#### [Your goal]
Below is the data. Give it again, complete and exact.

··· Records for the task ···

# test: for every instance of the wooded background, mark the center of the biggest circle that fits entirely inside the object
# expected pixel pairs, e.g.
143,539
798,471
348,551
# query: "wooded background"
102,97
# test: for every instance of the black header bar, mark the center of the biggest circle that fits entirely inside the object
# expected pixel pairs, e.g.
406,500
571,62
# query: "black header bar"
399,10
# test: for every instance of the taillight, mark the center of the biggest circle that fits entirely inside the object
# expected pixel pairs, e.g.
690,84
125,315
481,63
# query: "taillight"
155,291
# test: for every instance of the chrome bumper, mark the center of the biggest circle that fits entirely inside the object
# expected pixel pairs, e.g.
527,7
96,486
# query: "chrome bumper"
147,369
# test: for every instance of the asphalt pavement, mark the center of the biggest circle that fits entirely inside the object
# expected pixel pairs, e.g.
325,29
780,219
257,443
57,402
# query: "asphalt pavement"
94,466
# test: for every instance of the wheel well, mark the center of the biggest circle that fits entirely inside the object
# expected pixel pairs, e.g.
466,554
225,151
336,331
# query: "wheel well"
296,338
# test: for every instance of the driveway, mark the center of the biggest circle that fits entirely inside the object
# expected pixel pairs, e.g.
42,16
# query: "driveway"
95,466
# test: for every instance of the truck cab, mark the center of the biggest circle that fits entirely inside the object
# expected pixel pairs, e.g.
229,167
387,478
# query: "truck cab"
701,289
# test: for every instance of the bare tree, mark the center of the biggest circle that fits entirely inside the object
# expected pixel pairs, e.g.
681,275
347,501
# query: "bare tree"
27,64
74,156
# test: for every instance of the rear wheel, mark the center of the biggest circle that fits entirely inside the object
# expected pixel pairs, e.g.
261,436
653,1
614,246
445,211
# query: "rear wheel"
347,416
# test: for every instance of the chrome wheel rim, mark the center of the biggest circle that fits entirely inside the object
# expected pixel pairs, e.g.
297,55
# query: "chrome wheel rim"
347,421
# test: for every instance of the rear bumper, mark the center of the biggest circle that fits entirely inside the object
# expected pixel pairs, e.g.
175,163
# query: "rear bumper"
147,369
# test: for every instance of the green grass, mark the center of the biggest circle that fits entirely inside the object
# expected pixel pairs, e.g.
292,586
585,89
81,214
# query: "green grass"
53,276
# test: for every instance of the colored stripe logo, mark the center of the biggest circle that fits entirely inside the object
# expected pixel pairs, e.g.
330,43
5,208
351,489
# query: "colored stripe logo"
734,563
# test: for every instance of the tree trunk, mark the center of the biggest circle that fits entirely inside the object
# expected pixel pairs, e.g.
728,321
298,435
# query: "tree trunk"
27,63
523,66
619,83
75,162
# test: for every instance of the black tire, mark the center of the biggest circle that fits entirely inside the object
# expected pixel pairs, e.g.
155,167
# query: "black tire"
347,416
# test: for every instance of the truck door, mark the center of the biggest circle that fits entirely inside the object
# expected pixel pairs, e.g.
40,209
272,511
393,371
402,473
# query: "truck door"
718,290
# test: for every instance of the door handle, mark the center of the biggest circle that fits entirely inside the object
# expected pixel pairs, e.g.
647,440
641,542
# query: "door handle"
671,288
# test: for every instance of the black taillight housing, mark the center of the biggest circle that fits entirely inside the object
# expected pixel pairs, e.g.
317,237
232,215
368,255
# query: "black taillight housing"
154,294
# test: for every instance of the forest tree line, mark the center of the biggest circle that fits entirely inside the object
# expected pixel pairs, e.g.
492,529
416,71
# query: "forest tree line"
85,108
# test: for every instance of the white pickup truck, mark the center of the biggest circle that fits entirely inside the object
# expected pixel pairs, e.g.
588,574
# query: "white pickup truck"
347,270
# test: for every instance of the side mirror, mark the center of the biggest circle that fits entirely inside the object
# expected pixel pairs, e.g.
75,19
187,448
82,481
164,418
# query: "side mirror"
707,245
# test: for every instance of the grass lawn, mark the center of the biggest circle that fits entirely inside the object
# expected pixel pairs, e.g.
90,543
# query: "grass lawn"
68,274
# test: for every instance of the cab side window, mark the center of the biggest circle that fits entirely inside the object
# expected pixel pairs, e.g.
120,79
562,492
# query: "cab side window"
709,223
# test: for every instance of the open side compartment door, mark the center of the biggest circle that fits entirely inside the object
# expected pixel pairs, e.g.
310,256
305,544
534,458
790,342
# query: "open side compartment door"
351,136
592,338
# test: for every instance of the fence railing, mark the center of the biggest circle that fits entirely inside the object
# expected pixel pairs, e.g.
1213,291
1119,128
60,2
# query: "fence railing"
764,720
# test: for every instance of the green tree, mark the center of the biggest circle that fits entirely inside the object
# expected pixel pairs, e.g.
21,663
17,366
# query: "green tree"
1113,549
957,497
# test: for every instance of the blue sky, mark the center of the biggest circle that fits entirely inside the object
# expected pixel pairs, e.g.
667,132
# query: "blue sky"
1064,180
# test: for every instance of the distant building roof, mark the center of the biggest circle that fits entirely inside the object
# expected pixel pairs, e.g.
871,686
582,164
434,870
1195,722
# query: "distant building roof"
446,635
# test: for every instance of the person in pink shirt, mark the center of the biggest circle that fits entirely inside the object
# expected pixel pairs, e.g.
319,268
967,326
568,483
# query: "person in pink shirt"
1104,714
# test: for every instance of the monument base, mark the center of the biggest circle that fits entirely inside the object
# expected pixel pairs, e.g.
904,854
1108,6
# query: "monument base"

···

#### [Result of this task]
# test: for every instance of the wooded background, mark the center of the biggest circle that fits entirely inside the object
# expected pixel pairs, e.g.
143,539
798,471
348,551
# query: "wooded background"
102,97
# test: for every instance of the black header bar, mark the center of the biggest circle that fits entirely inside the object
# expected pixel pairs, e.g.
406,500
571,62
# query: "black header bar"
399,10
# test: for every instance of the taillight, mark the center of the biggest circle that fits entirely inside the object
# expected pixel pairs, e.g.
690,84
125,315
481,63
# query: "taillight"
155,291
# test: for every instance of the chrome bumper, mark the center of the biggest circle that fits entirely inside the object
# expected pixel pairs, e.g.
527,7
96,486
# query: "chrome bumper"
147,369
# test: for every instance of the asphalt pavement, mark the center of the biggest circle that fits entirely inside the object
# expected pixel pairs, e.g.
325,29
780,219
257,443
57,402
# query: "asphalt pavement"
94,466
# test: for every instance of the wheel well, mark the center of the biggest circle that fits entirely inside the object
# expected pixel pairs, e.g.
466,554
225,151
336,331
# query: "wheel well"
296,338
# test: for every instance of the driveway, mark the center of the biggest circle that fits entirely inside the object
# expected pixel pairs, e.g.
42,16
# query: "driveway"
95,466
# test: for every instance of the truck cab, mark the center of the biggest circle that fits entirely inside the object
# expected pixel pairs, e.g.
229,167
387,478
# query: "truck cab"
701,289
# test: for every instance of the bare tree, mark the center of the biggest circle that fits entirely inside the object
# expected pixel pairs, e.g.
681,275
347,501
# query: "bare tree"
27,64
74,156
# test: for every instance of the rear wheel, mark the center of the biggest circle that fits entirely inside the object
# expected pixel pairs, e.g.
261,436
653,1
614,246
445,211
# query: "rear wheel"
347,416
# test: for every instance of the chrome wheel rim, mark the center of the biggest circle that fits entirely inside the object
# expected pixel pairs, e.g.
297,55
# query: "chrome wheel rim"
347,421
# test: for every instance of the rear bumper, mark the center of the biggest circle that fits entirely inside the object
# expected pixel pairs, e.g.
175,163
# query: "rear bumper"
147,369
# test: for every instance of the green grass, mark the center of the biggest circle that fits entirely inside the object
# expected pixel pairs, e.g.
292,586
585,89
81,214
# query: "green grass"
53,276
# test: for every instance of the colored stripe logo, mark the center of the biggest circle that fits entirely inside the object
# expected pixel pairs, e.g.
330,43
5,208
351,489
# query: "colored stripe logo"
734,563
# test: for every instance of the tree trunk, mark the center of the biggest circle that fits entirely inside the object
# expected pixel pairs, e.g.
728,321
298,435
# query: "tree trunk"
27,63
523,66
619,83
75,162
# test: for every instance of the black tire, mark the center of the biggest circle that fits entirely inside the object
# expected pixel pairs, e.g.
155,167
# query: "black tire"
347,416
# test: for every instance of the truck door, mark the center of the biggest circle that fits entirely inside the object
# expected pixel pairs, e.g.
40,209
272,511
393,371
402,473
# query: "truck door"
718,290
# test: for every instance of the door handle, mark the center of the biggest circle that fits entirely inside the object
# expected pixel pairs, e.g.
647,440
641,542
# query: "door handle"
671,288
# test: for every instance of the black taillight housing, mark the center of the biggest circle that fits entirely inside the object
# expected pixel pairs, e.g.
317,237
232,215
368,255
# query: "black taillight housing"
154,294
# test: for every instance of the forest tree line, mark the center of the biggest circle that fits entirely inside the object
# expected pixel pairs, e.g.
492,529
416,71
# query: "forest tree line"
85,108
# test: for every instance of the white pickup truck, mark the center of the biggest circle that fits entirely inside the object
# expected pixel pairs, e.g.
588,574
# query: "white pickup truck"
347,270
# test: for every instance of the side mirror, mark the center of the biggest circle that fits entirely inside the object
# expected pixel pairs, e.g.
75,19
187,448
82,481
164,418
# query: "side mirror"
707,245
# test: for every instance of the grass lawn, mark the center of the biggest circle that fits entirely inside the object
# expected pixel pairs, e.g.
90,543
# query: "grass lawn"
68,274
# test: for every instance of the cab side window, mark the center of the biggest circle that fits entirely inside the object
# expected pixel pairs, e.g.
120,79
562,492
# query: "cab side window"
709,223
# test: for every instance of the open side compartment door, mark the center of the biggest circle that fits entirely inside the object
# expected pixel pairs, e.g.
310,256
305,544
534,458
790,342
# query: "open side compartment door"
351,136
592,338
# test: for every instance of the fence railing, mark the center of the biggest circle that fits entirely inside the object
# expected pixel pairs, e.g.
1213,291
1119,128
60,2
# query: "fence railing"
764,720
# test: for every instance of the green tree, mark the center of the biggest circle that fits entirely inside the object
# expected pixel pairs, e.g.
21,663
17,366
# query: "green tree"
1113,549
957,497
# test: for every instance of the blue sky, mark the center of the biggest circle that fits entirely inside the object
# expected pixel pairs, e.g.
667,132
# query: "blue sky"
1064,180
# test: for every instance of the distant building roof, mark the center of the biggest circle that fits entirely inside the object
# expected pixel pairs, e.g.
871,686
582,164
434,870
1195,722
# query: "distant building roof"
446,635
# test: for every instance of the person in pink shirt, mark the center of the biggest circle that fits entirely inside the object
# expected pixel pairs, e.g.
319,268
967,326
568,483
# query: "person in pink shirt"
1104,714
# test: for every instance of the monument base, mark the center of the biggest circle that fits entirely inside the object
# expected pixel pairs, e.g.
904,854
1108,6
# query: "monument base"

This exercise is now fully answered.